What is asked:
1. Using the text on the Bakarwal nomads, answer each question:
(a) About how many people are in the group staying in Srinagar?
(b) When and where was Nasreen Bano's baby born?
(c) In what year did a nationalist party come to power in India?
2. Rewrite the text on the Bakarwal nomads starting at "The Bakarwal, who" and ending at "in the highlands.", putting "the city" in place of "Srinagar".

Text shown:
-- BEGIN --

They are nomads whose families have travelled for centuries between summer pastures in the Himalayas and winter grazing grounds in the lowland plains, herding their goats, sheep and horses.
The Bakarwal, who usually stops only briefly in Srinagar, have settled in for a few extra days this year for a community marriage. This group, of about 50 people, is travelling without their livestock, which others had already taken to the high pastures.
“It’s a life of hardship,” said a 40-year-old man named Gami as he lit a cooking fire for the camp’s wedding feast. “The skies above are hostile to us and so is the earth below. War, weather and wolf: All are hostile to us,” said Gami, who uses only one name.
South of Srinagar, in another Bakarwal camp, Nasreen Bano was caring for her baby, born last week during a forest stopover. Two days later, she began the trek to join her husband, who was already in the highlands.
“This is how it goes,” Bano said. “We keep moving, from one place to the other.”
But life for the Bakarwal is changing. Cities are closing in on their grazing
lands and traditional paths. Some of the 200,000 or so Bakarwal have begun building permanent homes, sometimes sparking hostility with people living in those areas.
That hostility turned to horror with the January gang-rape and killing of an eight-year-old Bakarwal girl, making the nomads wonder what sort of place they have in today’s India.
“It’s not the same for us anymore. Not only have our lives been made difficult because we’ve been restricted from moving freely, but now we’re also under physical attack,” said one Bakarwal, Mohammed Aslam, cutting mutton for the feast.
Like many of India’s minorities, the Bakarwals have felt increasingly isolated as attacks by extremist groups have risen after a nationalist party swept into power in India in 2014. The divide widened even further in Jammu-Kashmir state when the party formed a coalition government with a regional party. The Himalayan region of Kashmir is claimed in its entirety by both India and Pakistan but divided between them.

-- END --

Data:
-- BEGIN --

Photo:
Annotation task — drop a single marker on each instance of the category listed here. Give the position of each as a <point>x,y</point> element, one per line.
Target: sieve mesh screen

-- END --

Responses:
1.
(a) About 50 people.
(b) Last week, during a forest stopover.
(c) 2014.

2.
The Bakarwal, who usually stops only briefly in the city, have settled in for a few extra days this year for a community marriage. This group, of about 50 people, is travelling without their livestock, which others had already taken to the high pastures.
“It’s a life of hardship,” said a 40-year-old man named Gami as he lit a cooking fire for the camp’s wedding feast. “The skies above are hostile to us and so is the earth below. War, weather and wolf: All are hostile to us,” said Gami, who uses only one name.
South of the city, in another Bakarwal camp, Nasreen Bano was caring for her baby, born last week during a forest stopover. Two days later, she began the trek to join her husband, who was already in the highlands.